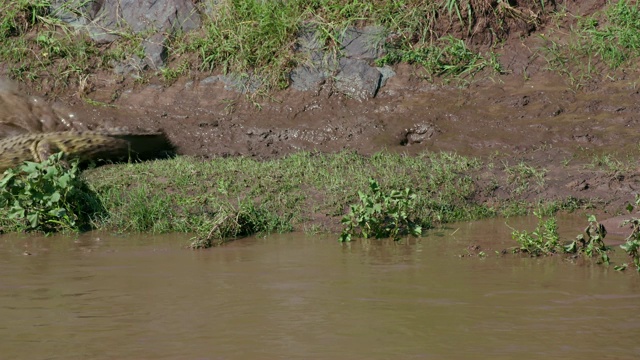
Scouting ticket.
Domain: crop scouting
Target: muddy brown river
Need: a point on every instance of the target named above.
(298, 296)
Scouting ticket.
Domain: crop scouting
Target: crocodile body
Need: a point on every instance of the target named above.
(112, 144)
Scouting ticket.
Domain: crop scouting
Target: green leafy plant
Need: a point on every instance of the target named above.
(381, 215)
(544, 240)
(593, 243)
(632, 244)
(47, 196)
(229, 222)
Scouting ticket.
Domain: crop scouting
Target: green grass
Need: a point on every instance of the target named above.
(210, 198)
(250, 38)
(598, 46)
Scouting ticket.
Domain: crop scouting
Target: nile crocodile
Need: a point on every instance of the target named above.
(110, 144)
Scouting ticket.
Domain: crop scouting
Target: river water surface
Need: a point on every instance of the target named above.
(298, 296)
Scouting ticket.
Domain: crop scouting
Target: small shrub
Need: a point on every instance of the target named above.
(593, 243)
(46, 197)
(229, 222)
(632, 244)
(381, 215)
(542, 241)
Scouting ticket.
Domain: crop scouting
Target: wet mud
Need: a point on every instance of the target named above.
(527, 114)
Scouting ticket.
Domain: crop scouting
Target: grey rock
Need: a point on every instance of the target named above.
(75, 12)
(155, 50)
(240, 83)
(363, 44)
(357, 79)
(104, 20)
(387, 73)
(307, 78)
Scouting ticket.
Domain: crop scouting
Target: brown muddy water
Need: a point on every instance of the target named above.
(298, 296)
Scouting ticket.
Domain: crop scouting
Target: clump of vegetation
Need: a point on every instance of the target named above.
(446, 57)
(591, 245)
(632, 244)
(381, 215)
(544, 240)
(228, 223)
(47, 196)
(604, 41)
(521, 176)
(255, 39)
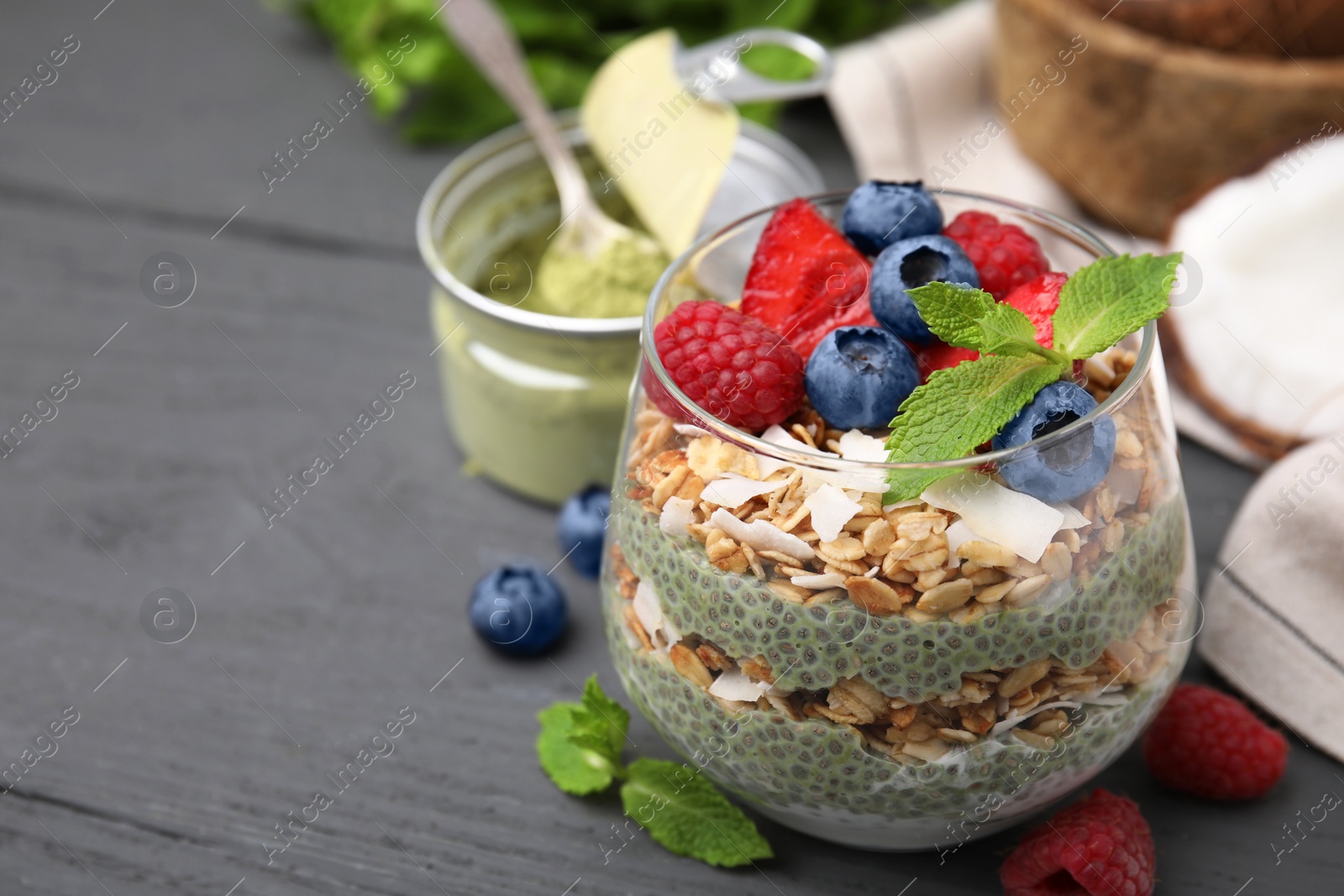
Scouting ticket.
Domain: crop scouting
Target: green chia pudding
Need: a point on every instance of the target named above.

What to work on
Word for word, quote the lines above. Omit the pictures.

Result
Scouting ticket.
Domain: crop scouting
Target: muddy brown river
Need: a point on every instance of the target named above.
(298, 296)
Scouting ticket.
Domain: crop scouting
Target: crocodile body
Need: a point on every instance of the target named above.
(112, 144)
Scouting ticket.
Domain: crop scouting
Target: green leafy plant
Need: a point on every instance of the target named above.
(381, 215)
(544, 240)
(593, 243)
(632, 244)
(47, 196)
(229, 222)
Scouting ticket.
Domain: crop scouting
Target: green grass
Need: a point on every instance of the target named above.
(210, 198)
(250, 38)
(598, 46)
Scouting ticket.
Domain: crop scouting
Target: nile crocodile
Need: a point on every instance of the target named above.
(110, 144)
Scouting ticket.
Domain: crop scouting
Target: river water surface
Need: a point on every instance of the target named above.
(298, 296)
Scouting ticket.
Domain: crop scouting
Target: small shrub
Need: a point on every instance of the target named above.
(593, 243)
(46, 197)
(229, 222)
(632, 244)
(381, 215)
(542, 241)
Scouting ticket.
Domain: crop scouting
Target: wet mud
Need: a point on every instance of the target named above.
(527, 114)
Scouting ticket.
Domain: crop scouting
Target: grey rock
Need: a point on every instance of the target named above.
(75, 12)
(155, 50)
(240, 83)
(363, 44)
(357, 79)
(104, 20)
(387, 73)
(307, 78)
Scouting ticket.
Domain: crop scouting
Target: brown muddy water
Need: a point on every instance of the target named above.
(298, 296)
Scouting ticket.
Domain: crop scouting
Target: clump of vegetation
Need: a point on every instance of the target named above.
(446, 57)
(591, 245)
(632, 244)
(381, 215)
(544, 240)
(228, 223)
(47, 196)
(604, 41)
(521, 176)
(255, 39)
Scouting ticket.
Domain: crop scouting
Target: green chia pudding
Need: a point on every instance of the target named above.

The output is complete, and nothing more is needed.